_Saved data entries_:
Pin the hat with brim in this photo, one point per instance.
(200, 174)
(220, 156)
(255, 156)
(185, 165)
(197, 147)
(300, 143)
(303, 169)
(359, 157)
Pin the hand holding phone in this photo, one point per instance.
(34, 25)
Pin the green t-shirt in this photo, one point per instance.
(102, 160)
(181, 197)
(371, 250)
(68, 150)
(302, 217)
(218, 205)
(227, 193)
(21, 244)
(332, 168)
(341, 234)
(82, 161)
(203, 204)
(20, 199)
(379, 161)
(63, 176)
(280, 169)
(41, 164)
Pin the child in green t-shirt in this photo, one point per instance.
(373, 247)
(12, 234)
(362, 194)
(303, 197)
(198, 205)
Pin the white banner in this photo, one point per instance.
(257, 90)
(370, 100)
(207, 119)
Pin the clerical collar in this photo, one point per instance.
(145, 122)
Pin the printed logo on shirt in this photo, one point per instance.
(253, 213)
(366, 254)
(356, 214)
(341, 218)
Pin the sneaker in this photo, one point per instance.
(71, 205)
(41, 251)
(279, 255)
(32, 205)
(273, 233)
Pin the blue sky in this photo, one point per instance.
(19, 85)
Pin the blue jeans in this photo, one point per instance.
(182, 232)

_JOB_: Reproduce every line of the items, including each request, but multiply every point coordinate in the answers by 1.85 and round to the nearest whole number, with halves going up.

_OUTPUT OF THE EXERCISE_:
Pin the hat with brim in this photo, one point per instance.
(370, 322)
(407, 289)
(472, 289)
(342, 305)
(364, 272)
(555, 265)
(561, 313)
(664, 290)
Pin the hand holding phone in this photo, one point per instance.
(63, 46)
Pin the green t-shirt in this photo, one point per instance.
(189, 296)
(335, 364)
(686, 463)
(126, 278)
(559, 401)
(403, 379)
(420, 357)
(39, 451)
(614, 311)
(631, 433)
(152, 298)
(376, 377)
(37, 368)
(701, 298)
(117, 326)
(518, 313)
(76, 303)
Pin the child in green t-shirt in this photo, one point per instance.
(690, 457)
(22, 433)
(670, 359)
(561, 364)
(366, 379)
Pin the white banner in this photo, one point per instance.
(475, 167)
(685, 185)
(383, 220)
Pin the clerical collar in this photo, one point per instance.
(268, 226)
Pin the printed logo on shirt in this photo, one point per instance.
(468, 394)
(677, 470)
(659, 396)
(631, 403)
Pin the sneaker in this photo, one point per instance.
(131, 379)
(76, 464)
(516, 472)
(59, 379)
(505, 431)
Pin the blue sky in this photo, one point per instance.
(35, 157)
Pin the blue jeans in this photo, one point per instance.
(337, 429)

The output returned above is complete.